* EXERCISE INSTRUCTIONS *
1/ In the motion-to-dismiss passage, what does a court decline to consider when ruling on such a motion?
2/ Which cases does the motion-to-dismiss passage cite? Name each one once.
3/ Write a continuation of the motion-to-dismiss passage that picks up after its final sentence.

On a motion to dismiss, a court accepts as true all well-pleaded factual allegations and draws all reasonable inferences in favor of the non-moving party but does not consider “conclusory allegations or legal conclusions couched as factual allegations.” Dixon v. von Blanckensee, 994 F.3d 95, 101 (2d Cir. 2021) (internal quotation marks omitted). To withstand a motion to dismiss, “a complaint must contain sufficient factual matter, accepted as true, to ‘state a claim to relief that is plausible on its face.'” Kaplan v. Lebanese Canadian Bank, SAL, 999 F.3d 842, 854 (2d Cir. 2021) (quoting Ashcroft v. Iqbal, 556 U.S. 662, 678 (2009)). “Threadbare recitals of the elements of a cause of action, supported by mere conclusory statements, do not suffice.” Iqbal, 556 U.S. at 678; accord Dane v. UnitedHealthcare Ins. Co., 974 F.3d 183, 189 (2d Cir. 2020). It is not enough for a plaintiff to allege facts that are consistent with liability; the complaint must “nudge[ ] [plaintiff's] claims across the line from conceivable to plausible.” Bell Atl. Corp. v. Twombly, 550 U.S. 544, 570 (2007); accord Bensch v. Estate of Umar, 2 F.4th 70, 80 (2d Cir. 2021). To survive dismissal, “plaintiffs must provide the grounds upon which [their] claim rests through factual allegations sufficient to raise a right to relief above the speculative level.” Rich v. Fox News Network, LLC, 939 F.3d 112, 121 (2d Cir. 2019) (alteration in original) (internal quotation marks omitted).

* DATASET CONTENT *
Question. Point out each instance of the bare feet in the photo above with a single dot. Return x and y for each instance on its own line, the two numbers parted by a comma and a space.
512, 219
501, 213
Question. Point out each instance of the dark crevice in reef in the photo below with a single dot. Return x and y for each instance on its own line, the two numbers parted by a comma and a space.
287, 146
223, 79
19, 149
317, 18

...

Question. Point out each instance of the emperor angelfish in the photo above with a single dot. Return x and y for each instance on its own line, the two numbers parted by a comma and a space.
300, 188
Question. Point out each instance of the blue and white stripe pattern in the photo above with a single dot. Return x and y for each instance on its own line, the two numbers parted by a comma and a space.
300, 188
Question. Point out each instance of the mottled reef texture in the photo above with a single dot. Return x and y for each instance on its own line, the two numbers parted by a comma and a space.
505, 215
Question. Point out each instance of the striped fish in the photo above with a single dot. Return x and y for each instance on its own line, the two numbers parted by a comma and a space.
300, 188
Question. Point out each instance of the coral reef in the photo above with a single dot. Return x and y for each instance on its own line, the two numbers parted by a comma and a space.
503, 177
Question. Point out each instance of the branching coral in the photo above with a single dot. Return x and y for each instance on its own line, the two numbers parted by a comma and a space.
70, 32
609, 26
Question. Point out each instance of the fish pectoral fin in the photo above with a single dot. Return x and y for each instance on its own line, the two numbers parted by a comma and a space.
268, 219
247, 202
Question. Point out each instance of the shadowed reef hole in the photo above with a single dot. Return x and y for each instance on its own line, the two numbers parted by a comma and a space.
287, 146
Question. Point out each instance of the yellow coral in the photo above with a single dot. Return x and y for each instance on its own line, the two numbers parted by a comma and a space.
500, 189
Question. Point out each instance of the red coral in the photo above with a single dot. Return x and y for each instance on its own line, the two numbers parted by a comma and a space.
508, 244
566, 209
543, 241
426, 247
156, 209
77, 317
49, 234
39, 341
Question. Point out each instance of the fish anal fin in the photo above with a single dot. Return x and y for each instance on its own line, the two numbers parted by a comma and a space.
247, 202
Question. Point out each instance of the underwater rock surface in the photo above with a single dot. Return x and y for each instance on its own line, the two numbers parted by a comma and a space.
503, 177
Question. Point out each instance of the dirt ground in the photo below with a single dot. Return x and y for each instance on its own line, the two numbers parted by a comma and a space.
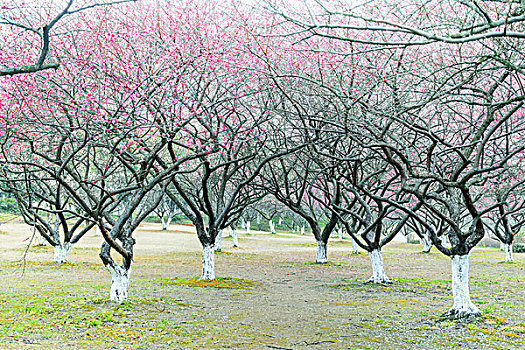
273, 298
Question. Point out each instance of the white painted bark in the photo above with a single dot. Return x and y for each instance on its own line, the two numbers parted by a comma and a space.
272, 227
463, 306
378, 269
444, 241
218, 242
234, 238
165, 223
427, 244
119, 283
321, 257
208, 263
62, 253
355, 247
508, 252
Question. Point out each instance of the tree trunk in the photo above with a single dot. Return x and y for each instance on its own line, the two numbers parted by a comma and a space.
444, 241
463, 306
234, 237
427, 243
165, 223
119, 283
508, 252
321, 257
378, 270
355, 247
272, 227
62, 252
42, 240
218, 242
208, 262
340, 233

* * *

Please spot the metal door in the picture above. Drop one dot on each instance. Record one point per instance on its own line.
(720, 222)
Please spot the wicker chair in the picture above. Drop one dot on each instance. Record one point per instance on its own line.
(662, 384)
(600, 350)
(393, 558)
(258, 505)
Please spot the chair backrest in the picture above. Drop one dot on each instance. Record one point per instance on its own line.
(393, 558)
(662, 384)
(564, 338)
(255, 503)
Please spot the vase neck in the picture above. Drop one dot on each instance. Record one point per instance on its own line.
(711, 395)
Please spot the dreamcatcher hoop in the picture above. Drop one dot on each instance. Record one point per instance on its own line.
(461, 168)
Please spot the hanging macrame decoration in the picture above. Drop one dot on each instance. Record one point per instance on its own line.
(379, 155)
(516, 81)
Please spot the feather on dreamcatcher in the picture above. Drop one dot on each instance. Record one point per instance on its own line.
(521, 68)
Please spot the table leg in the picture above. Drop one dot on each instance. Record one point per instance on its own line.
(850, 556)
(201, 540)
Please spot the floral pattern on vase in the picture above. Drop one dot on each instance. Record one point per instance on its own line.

* OUTPUTS *
1/ Conclusory allegations or legal conclusions couched as factual allegations.

2/ Dixon v. von Blanckensee; Kaplan v. Lebanese Canadian Bank, SAL; Ashcroft v. Iqbal; Dane v. UnitedHealthcare Ins. Co.; Bell Atl. Corp. v. Twombly; Bensch v. Estate of Umar; Rich v. Fox News Network, LLC

3/
New York law governs this dispute because the parties' submissions assume that it does. See In re Snyder, 939 F.3d 92, 100 n.2 (2d Cir. 2019) (“[I]mplied consent is . . . sufficient to establish the applicable choice of law ....” (internal quotation marks omitted)).

III. DISCUSSION

Defendants argue that the Complaint should be dismissed for failure to state a claim as (i) the alleged fiduciary duties arise out of agreements that are facially void, (ii) Defendants do not owe Plaintiff any fiduciary duty independent of the alleged agreements, (iii) the Complaint does not plead any acts of Defendants' breaching their alleged fiduciary duties and (iv) the Complaint does not plead that Defendants' alleged breaches caused the injuries for which Plaintiff seeks to recover. As explained below, the Complaint fails to state a viable claim for breach of fiduciary duty.

A. Fiduciary Duty -- Applicable Law

The elements of a breach of fiduciary duty claim under New York law are: (1) the existence of a fiduciary duty; (2) knowing breach of that duty; and (3) damages directly caused by such breach. Matter of Caton, 168 N.Y.S.3d 860, 860 (2d Dep't 2022).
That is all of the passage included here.